Set down, word for word, the stretch of the passage below about the robot Speedy from "Under the Second" through "the follow-order law.".

Page:
>> START

Powell eventually realizes that the selenium source contains unforeseen danger to the robot. Under normal circumstances, Speedy would observe the Second Law, but because Speedy was so expensive to manufacture, the Third Law had been strengthened. As the order to retrieve the selenium was casually worded with no particular emphasis, Speedy cannot decide whether to obey it, following the Second Law, or protect himself from danger, following the strengthened Third Law. The conflicting Laws cause what is basically a feedback loop which confuses him to oscillate around the point where the two compulsions are of equal strength, which makes Speedy appear inebriated.

Under the Second Law Speedy should obey Powell's order to return to base, but that fails, as the conflicted positronic brain cannot accept new orders. An attempt to increase the compulsion of the Third Law also fails. They place oxalic acid, which can destroy Speedy, in his path, but it merely causes Speedy to change his route until he finds a new equilibrium between the avoid-danger law and the follow-order law.

>> END

Given data:
>> START

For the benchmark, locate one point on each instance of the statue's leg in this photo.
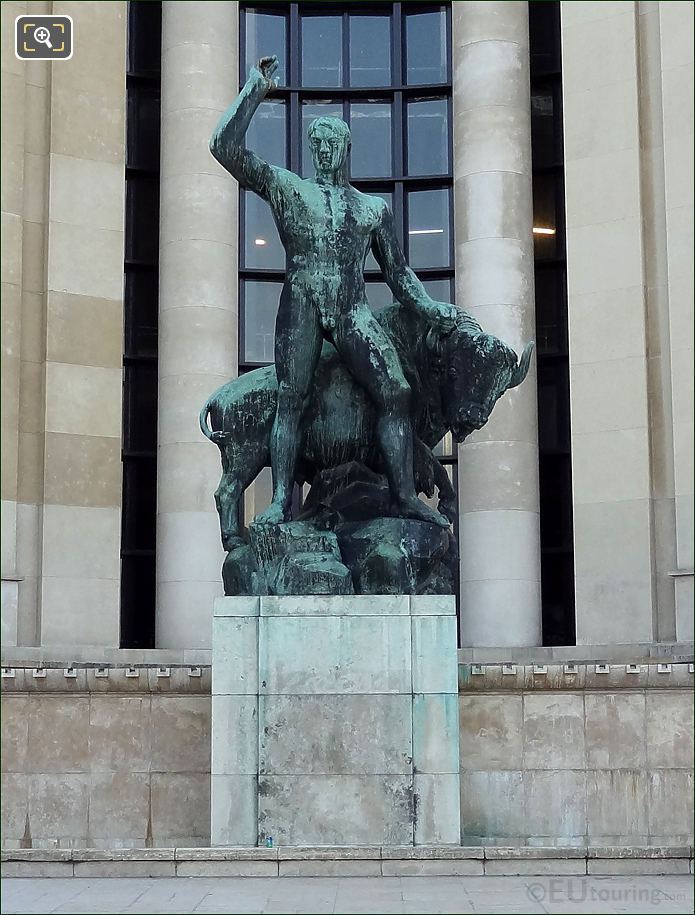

>> END

Task answer:
Under the Second Law Speedy should obey Powell's order to return to base, but that fails, as the conflicted positronic brain cannot accept new orders. An attempt to increase the compulsion of the Third Law also fails. They place oxalic acid, which can destroy Speedy, in his path, but it merely causes Speedy to change his route until he finds a new equilibrium between the avoid-danger law and the follow-order law.